• **What to produce**: Retype the listing below exactly, beginning at the line that contains "Target: metal shelving unit" and ending with its last line.
#### Data to examine ####
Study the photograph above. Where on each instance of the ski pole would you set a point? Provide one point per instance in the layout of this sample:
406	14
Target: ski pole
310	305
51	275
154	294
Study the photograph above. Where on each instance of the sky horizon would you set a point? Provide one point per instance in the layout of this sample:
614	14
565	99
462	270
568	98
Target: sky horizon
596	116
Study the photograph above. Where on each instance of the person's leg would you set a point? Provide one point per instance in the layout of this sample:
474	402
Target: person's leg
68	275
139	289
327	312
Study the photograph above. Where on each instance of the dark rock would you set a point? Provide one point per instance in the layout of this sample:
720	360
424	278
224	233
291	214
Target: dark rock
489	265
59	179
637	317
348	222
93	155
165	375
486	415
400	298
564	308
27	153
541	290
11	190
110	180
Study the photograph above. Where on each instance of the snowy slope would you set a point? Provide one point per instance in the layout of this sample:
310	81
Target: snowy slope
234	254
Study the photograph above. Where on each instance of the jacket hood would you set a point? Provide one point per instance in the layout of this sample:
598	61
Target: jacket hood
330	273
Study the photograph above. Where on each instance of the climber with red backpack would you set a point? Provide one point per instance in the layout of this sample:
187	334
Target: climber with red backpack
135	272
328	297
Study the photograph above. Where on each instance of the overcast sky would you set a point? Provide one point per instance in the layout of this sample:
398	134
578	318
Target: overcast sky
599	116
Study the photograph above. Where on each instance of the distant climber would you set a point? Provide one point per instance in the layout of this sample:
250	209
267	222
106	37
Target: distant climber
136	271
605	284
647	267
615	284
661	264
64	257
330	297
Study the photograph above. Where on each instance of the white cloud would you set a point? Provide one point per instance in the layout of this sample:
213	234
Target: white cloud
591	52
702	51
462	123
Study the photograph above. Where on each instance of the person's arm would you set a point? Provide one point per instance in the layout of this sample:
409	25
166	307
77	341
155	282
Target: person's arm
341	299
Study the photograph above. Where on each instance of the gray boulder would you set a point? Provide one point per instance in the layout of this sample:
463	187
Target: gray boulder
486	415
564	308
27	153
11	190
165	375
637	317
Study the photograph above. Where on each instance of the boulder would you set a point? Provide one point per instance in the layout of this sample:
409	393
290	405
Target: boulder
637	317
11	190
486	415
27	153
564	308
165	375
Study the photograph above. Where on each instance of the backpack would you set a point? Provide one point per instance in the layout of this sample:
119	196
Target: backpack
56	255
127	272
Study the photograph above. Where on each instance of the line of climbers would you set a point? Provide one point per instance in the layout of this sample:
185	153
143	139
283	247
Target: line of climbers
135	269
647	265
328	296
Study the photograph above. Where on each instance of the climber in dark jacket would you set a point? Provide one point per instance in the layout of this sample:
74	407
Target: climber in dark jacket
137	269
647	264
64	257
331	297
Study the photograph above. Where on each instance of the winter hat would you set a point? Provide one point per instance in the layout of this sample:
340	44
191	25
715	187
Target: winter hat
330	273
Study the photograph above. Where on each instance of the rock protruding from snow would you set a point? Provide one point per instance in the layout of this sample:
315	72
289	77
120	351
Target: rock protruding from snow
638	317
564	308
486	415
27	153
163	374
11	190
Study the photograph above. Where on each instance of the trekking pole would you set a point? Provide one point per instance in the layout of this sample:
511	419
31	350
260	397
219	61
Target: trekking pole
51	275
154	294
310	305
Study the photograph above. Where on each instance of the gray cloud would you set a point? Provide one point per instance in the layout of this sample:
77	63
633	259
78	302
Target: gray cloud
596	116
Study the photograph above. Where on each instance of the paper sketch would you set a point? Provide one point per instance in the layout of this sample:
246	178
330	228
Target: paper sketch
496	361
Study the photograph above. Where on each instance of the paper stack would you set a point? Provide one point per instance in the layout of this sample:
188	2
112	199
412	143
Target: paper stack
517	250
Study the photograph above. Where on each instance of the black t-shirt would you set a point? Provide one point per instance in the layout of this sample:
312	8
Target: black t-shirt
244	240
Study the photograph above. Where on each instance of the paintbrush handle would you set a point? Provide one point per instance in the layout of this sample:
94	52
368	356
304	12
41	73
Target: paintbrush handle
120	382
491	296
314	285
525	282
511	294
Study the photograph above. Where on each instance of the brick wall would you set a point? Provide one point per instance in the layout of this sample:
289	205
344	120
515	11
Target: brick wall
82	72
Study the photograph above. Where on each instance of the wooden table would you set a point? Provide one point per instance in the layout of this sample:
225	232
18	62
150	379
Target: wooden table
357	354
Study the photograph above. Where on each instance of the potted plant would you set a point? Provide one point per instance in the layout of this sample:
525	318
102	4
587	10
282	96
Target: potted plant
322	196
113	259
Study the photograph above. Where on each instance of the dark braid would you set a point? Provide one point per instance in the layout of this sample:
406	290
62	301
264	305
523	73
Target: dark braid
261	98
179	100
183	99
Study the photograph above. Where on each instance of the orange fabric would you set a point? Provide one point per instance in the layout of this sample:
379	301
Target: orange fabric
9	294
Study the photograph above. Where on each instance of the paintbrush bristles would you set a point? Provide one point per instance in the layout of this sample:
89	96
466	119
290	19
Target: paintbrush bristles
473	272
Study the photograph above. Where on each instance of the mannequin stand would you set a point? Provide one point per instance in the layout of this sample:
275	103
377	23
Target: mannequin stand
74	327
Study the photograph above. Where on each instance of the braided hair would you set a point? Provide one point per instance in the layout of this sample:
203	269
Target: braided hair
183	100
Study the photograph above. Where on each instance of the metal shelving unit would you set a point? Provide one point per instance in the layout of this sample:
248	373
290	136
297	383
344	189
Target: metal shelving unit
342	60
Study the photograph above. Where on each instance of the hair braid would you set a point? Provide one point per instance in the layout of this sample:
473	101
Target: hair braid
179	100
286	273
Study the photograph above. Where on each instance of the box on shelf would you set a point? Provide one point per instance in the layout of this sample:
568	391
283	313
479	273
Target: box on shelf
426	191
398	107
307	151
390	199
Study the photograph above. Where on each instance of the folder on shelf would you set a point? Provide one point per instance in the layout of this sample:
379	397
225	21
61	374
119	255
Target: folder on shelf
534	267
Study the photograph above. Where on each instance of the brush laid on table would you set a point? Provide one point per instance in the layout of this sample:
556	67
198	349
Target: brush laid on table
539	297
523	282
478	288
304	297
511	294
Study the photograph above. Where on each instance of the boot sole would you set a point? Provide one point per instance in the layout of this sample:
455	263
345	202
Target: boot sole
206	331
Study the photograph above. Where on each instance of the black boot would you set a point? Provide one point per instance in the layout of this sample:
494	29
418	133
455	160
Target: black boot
####
• **Written reply**:
Target: metal shelving unit
342	60
Study the photograph above. Where on each instance of the hair braid would you set a point? Provide one point per instance in the layout of this sample:
473	101
Target: hair braid
179	100
286	273
Study the photograph above. Where on each instance of the box on shelf would you set a point? Provide one point per instance in the layout of this sample:
568	391
283	313
479	273
Target: box on shelf
426	191
398	107
307	151
390	199
Study the photograph above. Where on each instance of the folder on shelf would you set a point? Provide one point per instance in the layout of this sample:
379	397
225	21
61	374
119	255
Target: folder on shelf
534	267
Study the photograph above. Where on each instance of the brush laid on table would you set a point? Provide one point per instance in the layout of this sample:
556	67
198	349
Target: brush laid on table
539	297
523	282
478	288
304	297
511	294
Study the photograph above. Where on each instance of the boot sole would you set a point? Provide one point per instance in the layout of this sample:
455	263
345	202
Target: boot sole
206	331
Study the photograph above. Where on each instance of the black boot would you set a point? Provide one point per instance in the layout of this sample:
494	29
418	133
455	160
Target: black boot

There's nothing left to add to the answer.